(Pointing dataset items)
>> Begin
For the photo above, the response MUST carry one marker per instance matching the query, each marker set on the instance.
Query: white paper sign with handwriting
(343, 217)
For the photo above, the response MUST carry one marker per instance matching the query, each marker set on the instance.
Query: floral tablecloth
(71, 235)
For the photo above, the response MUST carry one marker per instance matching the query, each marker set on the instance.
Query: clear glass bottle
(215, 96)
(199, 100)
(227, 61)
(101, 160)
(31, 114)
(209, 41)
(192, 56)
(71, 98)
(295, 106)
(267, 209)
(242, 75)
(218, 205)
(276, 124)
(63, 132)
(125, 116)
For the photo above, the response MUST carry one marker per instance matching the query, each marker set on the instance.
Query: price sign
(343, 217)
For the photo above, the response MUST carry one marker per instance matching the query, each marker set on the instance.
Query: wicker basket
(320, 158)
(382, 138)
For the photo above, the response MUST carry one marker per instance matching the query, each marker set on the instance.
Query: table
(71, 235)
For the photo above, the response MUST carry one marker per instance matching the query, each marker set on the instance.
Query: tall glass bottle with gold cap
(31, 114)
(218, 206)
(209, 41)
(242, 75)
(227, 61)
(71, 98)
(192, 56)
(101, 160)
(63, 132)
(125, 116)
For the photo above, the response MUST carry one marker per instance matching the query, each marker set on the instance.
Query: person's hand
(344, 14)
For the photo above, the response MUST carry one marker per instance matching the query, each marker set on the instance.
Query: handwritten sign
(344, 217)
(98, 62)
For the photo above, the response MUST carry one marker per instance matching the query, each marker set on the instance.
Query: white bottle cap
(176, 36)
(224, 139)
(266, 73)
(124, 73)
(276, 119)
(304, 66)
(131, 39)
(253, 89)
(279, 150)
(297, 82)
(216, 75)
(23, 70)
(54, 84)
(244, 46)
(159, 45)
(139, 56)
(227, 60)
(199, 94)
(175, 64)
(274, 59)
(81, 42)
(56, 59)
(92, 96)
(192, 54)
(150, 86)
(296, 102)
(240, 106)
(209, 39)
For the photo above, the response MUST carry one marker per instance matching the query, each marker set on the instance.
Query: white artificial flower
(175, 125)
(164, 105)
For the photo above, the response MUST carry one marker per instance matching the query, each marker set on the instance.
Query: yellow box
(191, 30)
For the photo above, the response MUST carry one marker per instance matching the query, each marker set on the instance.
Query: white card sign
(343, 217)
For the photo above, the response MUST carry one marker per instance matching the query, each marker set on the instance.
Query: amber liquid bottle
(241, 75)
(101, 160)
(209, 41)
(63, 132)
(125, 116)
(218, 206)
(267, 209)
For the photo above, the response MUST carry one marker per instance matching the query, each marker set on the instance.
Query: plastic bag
>> End
## [BRIEF]
Could you gather every line in the items above that contains the string "with", counting uppercase and lowercase as different?

## [WORKED ANSWER]
Query: white paper sign with handwriting
Query: tall glass bottle with gold cap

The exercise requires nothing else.